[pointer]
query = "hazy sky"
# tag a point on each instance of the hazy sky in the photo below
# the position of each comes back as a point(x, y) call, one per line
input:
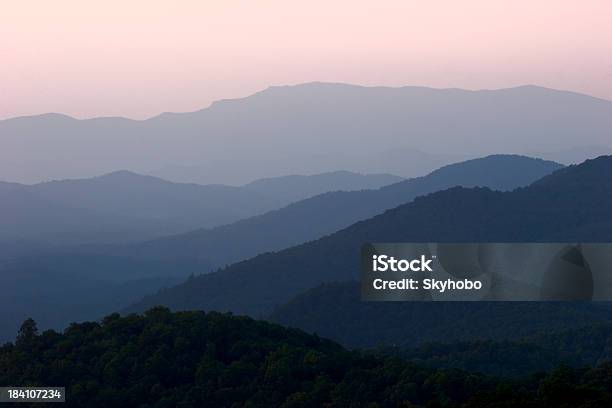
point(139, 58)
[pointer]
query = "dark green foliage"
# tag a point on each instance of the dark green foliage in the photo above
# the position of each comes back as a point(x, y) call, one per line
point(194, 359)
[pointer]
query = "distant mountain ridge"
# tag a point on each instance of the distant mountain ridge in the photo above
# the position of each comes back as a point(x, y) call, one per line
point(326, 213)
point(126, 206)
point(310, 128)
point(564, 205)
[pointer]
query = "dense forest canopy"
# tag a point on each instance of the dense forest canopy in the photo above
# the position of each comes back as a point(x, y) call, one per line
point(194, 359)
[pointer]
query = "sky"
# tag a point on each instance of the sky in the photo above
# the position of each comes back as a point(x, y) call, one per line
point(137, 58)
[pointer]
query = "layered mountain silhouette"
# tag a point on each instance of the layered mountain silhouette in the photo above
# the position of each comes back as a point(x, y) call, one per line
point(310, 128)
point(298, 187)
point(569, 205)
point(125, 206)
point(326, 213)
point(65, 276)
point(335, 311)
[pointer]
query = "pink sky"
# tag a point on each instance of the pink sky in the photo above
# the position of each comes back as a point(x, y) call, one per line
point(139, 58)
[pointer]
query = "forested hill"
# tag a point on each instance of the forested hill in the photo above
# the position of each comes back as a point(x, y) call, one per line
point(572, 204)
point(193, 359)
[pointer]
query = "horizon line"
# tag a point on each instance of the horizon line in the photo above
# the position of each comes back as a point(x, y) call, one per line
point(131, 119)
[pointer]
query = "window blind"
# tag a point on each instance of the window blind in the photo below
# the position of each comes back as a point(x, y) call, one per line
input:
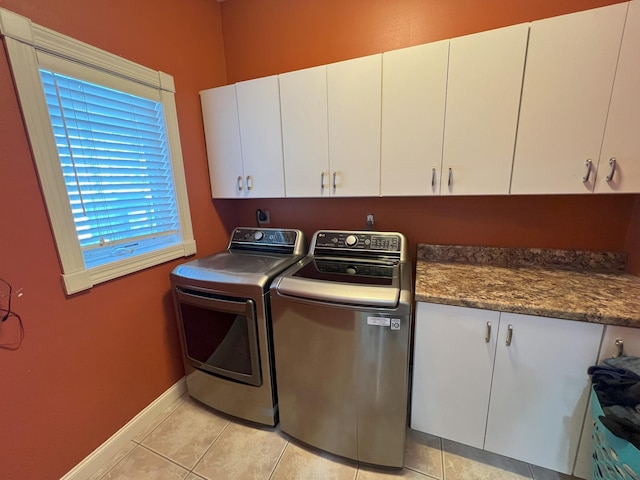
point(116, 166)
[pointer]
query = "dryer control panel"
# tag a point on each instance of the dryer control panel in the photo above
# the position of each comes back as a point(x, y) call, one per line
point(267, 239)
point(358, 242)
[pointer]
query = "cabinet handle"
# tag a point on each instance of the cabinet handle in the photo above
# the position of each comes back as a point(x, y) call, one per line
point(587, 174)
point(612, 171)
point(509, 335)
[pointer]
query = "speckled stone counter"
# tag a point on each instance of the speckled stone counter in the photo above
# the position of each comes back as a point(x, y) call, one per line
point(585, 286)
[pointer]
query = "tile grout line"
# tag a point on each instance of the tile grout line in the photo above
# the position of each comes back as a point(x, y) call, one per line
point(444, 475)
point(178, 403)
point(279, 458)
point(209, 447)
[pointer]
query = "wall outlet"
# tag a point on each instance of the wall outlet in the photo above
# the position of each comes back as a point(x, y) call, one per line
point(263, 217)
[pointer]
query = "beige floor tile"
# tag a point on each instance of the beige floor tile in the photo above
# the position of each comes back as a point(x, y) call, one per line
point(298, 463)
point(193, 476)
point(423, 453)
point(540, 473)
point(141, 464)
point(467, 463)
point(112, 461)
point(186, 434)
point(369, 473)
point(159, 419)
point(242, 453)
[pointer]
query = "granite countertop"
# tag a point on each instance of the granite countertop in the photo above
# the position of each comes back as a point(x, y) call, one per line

::::::::::

EXERCISE OBJECTIVE:
Report every line of the records that contains the word "ridge".

SOLUTION TO THE EXERCISE:
query = "distant mountain ridge"
# tag a point on each instance of the distant mountain ridge in the photo above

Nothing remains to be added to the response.